=== TEXT PASSAGE ===
---*---

Oral and Maxillofacial Surgery (also known by many as Oral Surgery) is the specialty of dentistry concerned with surgical treatment, and treatment that is adjunctive to surgery, of the lower face and associated structures.
Oral surgery is possibly the most likely specialty of dentistry for a patient to utilize. From a time management point of view, a large part of an oral surgeon’s area of concentration is the removal of wisdom teeth. The young people often ask me why the body has wisdom teeth anyway. While I can’t offer a definitive answer to this question, I can say that most people do not have sufficient space to allow for proper eruption of wisdom teeth. Furthermore, of those people who actually have the space to accommodate wisdom teeth, few are able and/or willing to put forth the extra effort required to maintain them without decay or gum problems. Wisdom teeth, especially the impacted ones, can represent a significant challenge to remove. Your dentist can help you to decide if they should be removed in your individual case and when that should occur. An impacted tooth is a tooth that cannot be fully visualized in the mouth. It can be completely covered in bone, or might only have a soft tissue covering.
Oral surgeons also remove other teeth that are likely to have complications when they are extracted. What teeth might those be? Examples might include teeth broken off at or below the gum line, teeth that have many small craze (crack) lines in them, or teeth that have been treated with root canals. In short, any tooth that has a pretty high chance of breaking when removed would usually be removed with less trauma (and thus a shorter healing period) if an oral surgeon removes it. You might understand that in the not so distant past, a general dentist removed any tooth that had to be removed. However, in recent years the standard of care has been enhanced. For example, it is no longer acceptable to leave broken roots in place or prop a mouth open for an hour and a half to get wisdom teeth out. Things have changed, and just as your family doctor doesn’t remove tonsils or an appendix any more, a general dentist no longer removes all teeth that have to be removed no matter what the circumstance.

---*---

=== BRIEF A ===
Answer these about the oral surgery text:
(i) What does it say takes up a large part of an oral surgeon's focus, in terms of time?
(ii) How does it define an impacted tooth?
(iii) Which two practices does it call no longer acceptable?
=== BRIEF B ===
From the oral surgery text, write out word for word the part that opens with the words containing "Oral and Maxillofacial" and closes with "and associated structures.".

=== DATASET EXTRACT ===
---*---

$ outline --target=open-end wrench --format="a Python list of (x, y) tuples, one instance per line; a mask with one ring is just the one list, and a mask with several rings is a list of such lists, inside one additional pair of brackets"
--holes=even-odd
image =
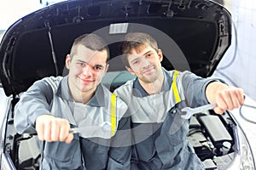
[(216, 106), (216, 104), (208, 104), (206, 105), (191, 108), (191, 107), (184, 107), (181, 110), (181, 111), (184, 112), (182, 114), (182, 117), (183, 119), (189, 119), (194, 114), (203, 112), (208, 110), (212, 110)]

---*---

=== EXERCISE SOLUTION A ===
(i) Removing wisdom teeth.
(ii) A tooth that cannot be fully seen in the mouth.
(iii) Leaving broken roots in place, and propping a mouth open for an hour and a half to get wisdom teeth out.

=== EXERCISE SOLUTION B ===
Oral and Maxillofacial Surgery (also known by many as Oral Surgery) is the specialty of dentistry concerned with surgical treatment, and treatment that is adjunctive to surgery, of the lower face and associated structures.